> TASKS:
[A] In the episode recap, what does Grossman pour onto the floor in memory of his friend?
[B] Transcribe the part of the episode recap that opens with the words containing "Despite having the" and closes with "to his feet.".

RV. Creely shows Kubrick the website menu of his favourite restaurant, and Kubrick admits that it looks good. Creely takes the laptop back to look up the nearest location, and is stunned by what he sees. He shows Kubrick. "You seeing that?"

For there, displayed on the homepage of this particular Biggerson's restaurant for all the world to see, is a photo of Dean, beaming happily, and Sam, looking uncomfortable, holding their enormous fake cheque. It was obvious those cameras would be bad news. Kubrick smiles in delight and raises his eyes heavenward in thanks to a higher power for this unexpected piece of good fortune. Heh. If only he knew.

Apartment. Gazing at a photograph of himself and Wayne in happier times, Grossman raises a bottle of whisky to his friend's memory, bids him adios, and solemnly pours a measure onto the floor before taking a swig.

Dean and Sam casually let themselves into the apartment as if they own the joint, and Grossman is dismayed to see them. Dean tells him they've heard about what happened to his friend. Grossman isn't impressed.

"We know someone hired you to steal the rabbit's foot," Dean announces. "A woman." Grossman drunkenly wonders how. "Because she just stole it back from us," Dean admits, and Grossman busts out laughing. Sam takes exception and starts to earnestly plead the seriousness of the situation, but takes a step forward as he does so, trips over a trailing lead and goes flying, taking a table lamp and half a bookcase with him as he goes.

Despite having the air of intimidation he was shooting for completely blown apart by his brother's ineptitude, Dean doesn't so much as twitch, doesn't turn around to see the damage, just lifts his eyebrows a little and rolls his eyes. I'm convinced that memories of a gangly and ungainly teenage Sam in the middle of a growth spurt are flooding through his mind right now, because he totally reacts to Sam's clumsiness as if he's been here and done this before. "Sam, you okay?" he checks. Sam breathlessly calls that he's good, slowly clambering back to his feet.

Dean returns his attention to a bemused Grossman. "I want you to tell us her name."
"Screw you," Grossman spits. And, to be fair, he has no reason to feel at all generous toward these two.
"It wasn't a freak accident that killed your partner," Dean tells him, stern and serious and absolutely deadpan. "It was the rabbit's foot."

Heh. It takes some acting to say that line with a straight face. I'd love to know how many takes it took. Grossman laughs, protesting that he's crazy.

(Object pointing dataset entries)
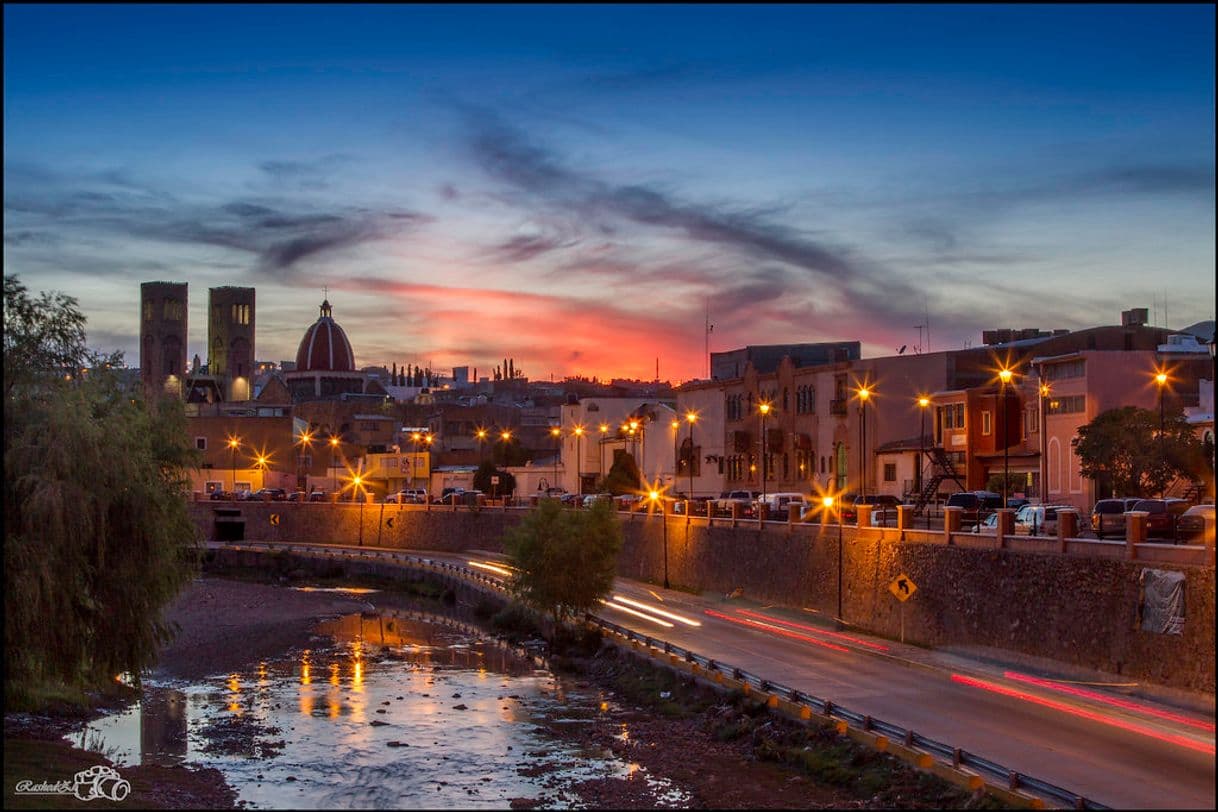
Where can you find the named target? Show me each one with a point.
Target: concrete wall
(1074, 609)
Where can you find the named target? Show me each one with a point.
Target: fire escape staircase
(940, 469)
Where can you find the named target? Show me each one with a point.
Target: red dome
(325, 347)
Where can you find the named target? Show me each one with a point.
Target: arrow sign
(903, 588)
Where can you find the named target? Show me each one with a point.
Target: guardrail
(957, 757)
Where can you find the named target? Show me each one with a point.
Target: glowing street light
(691, 418)
(864, 396)
(1005, 378)
(579, 458)
(1161, 381)
(922, 404)
(764, 410)
(234, 442)
(654, 496)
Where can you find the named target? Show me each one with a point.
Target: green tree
(98, 535)
(482, 480)
(1123, 452)
(623, 476)
(565, 560)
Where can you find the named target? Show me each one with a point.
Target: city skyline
(575, 186)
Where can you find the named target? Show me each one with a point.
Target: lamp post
(922, 404)
(334, 469)
(654, 496)
(357, 483)
(828, 505)
(676, 459)
(233, 444)
(557, 434)
(691, 418)
(764, 409)
(601, 452)
(864, 396)
(1161, 380)
(1004, 375)
(579, 459)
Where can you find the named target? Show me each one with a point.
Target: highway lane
(1122, 757)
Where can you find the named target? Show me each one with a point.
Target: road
(1101, 742)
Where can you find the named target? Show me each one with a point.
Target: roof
(325, 347)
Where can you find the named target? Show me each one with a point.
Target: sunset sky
(573, 186)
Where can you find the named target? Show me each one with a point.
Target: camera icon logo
(101, 782)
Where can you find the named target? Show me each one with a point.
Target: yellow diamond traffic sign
(903, 587)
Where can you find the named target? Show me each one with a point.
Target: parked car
(1039, 520)
(1108, 516)
(1196, 525)
(988, 526)
(976, 504)
(777, 503)
(1163, 515)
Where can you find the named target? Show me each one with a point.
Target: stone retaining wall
(1073, 609)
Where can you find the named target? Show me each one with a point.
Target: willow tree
(565, 560)
(98, 536)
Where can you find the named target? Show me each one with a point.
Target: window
(1067, 404)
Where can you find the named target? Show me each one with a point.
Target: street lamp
(579, 458)
(481, 437)
(557, 434)
(922, 404)
(764, 409)
(828, 505)
(233, 446)
(334, 469)
(676, 462)
(691, 418)
(864, 396)
(357, 482)
(601, 452)
(1161, 380)
(654, 496)
(1005, 378)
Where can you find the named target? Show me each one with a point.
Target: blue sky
(573, 186)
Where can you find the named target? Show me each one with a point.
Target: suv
(1108, 515)
(1163, 515)
(1196, 526)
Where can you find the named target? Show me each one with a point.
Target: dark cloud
(508, 156)
(280, 234)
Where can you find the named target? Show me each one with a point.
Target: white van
(777, 503)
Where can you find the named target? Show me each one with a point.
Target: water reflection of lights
(491, 567)
(637, 614)
(655, 610)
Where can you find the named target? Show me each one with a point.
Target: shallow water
(313, 729)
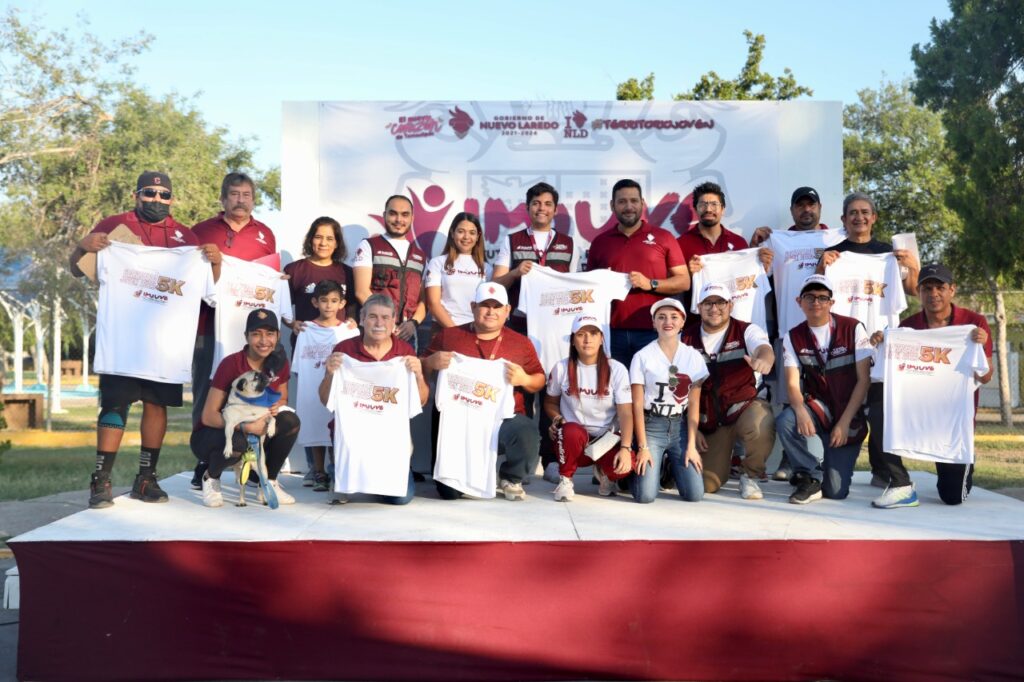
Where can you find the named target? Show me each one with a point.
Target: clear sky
(243, 59)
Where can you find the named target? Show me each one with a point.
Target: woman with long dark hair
(453, 276)
(324, 258)
(590, 406)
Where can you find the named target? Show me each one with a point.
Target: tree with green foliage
(55, 88)
(895, 151)
(972, 73)
(752, 83)
(75, 133)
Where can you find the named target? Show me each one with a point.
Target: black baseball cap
(153, 178)
(262, 318)
(800, 193)
(935, 271)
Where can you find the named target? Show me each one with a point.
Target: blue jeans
(667, 436)
(834, 469)
(626, 342)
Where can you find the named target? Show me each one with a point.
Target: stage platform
(488, 589)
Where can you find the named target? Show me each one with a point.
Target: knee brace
(113, 418)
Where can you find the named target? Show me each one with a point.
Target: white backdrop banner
(344, 159)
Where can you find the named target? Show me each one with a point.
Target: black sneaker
(809, 491)
(100, 496)
(146, 488)
(197, 481)
(799, 478)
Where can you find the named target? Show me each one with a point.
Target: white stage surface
(718, 517)
(534, 590)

> ANSWERS PER TASK:
[A] A measure of whisky.

[B]
Despite having the air of intimidation he was shooting for completely blown apart by his brother's ineptitude, Dean doesn't so much as twitch, doesn't turn around to see the damage, just lifts his eyebrows a little and rolls his eyes. I'm convinced that memories of a gangly and ungainly teenage Sam in the middle of a growth spurt are flooding through his mind right now, because he totally reacts to Sam's clumsiness as if he's been here and done this before. "Sam, you okay?" he checks. Sam breathlessly calls that he's good, slowly clambering back to his feet.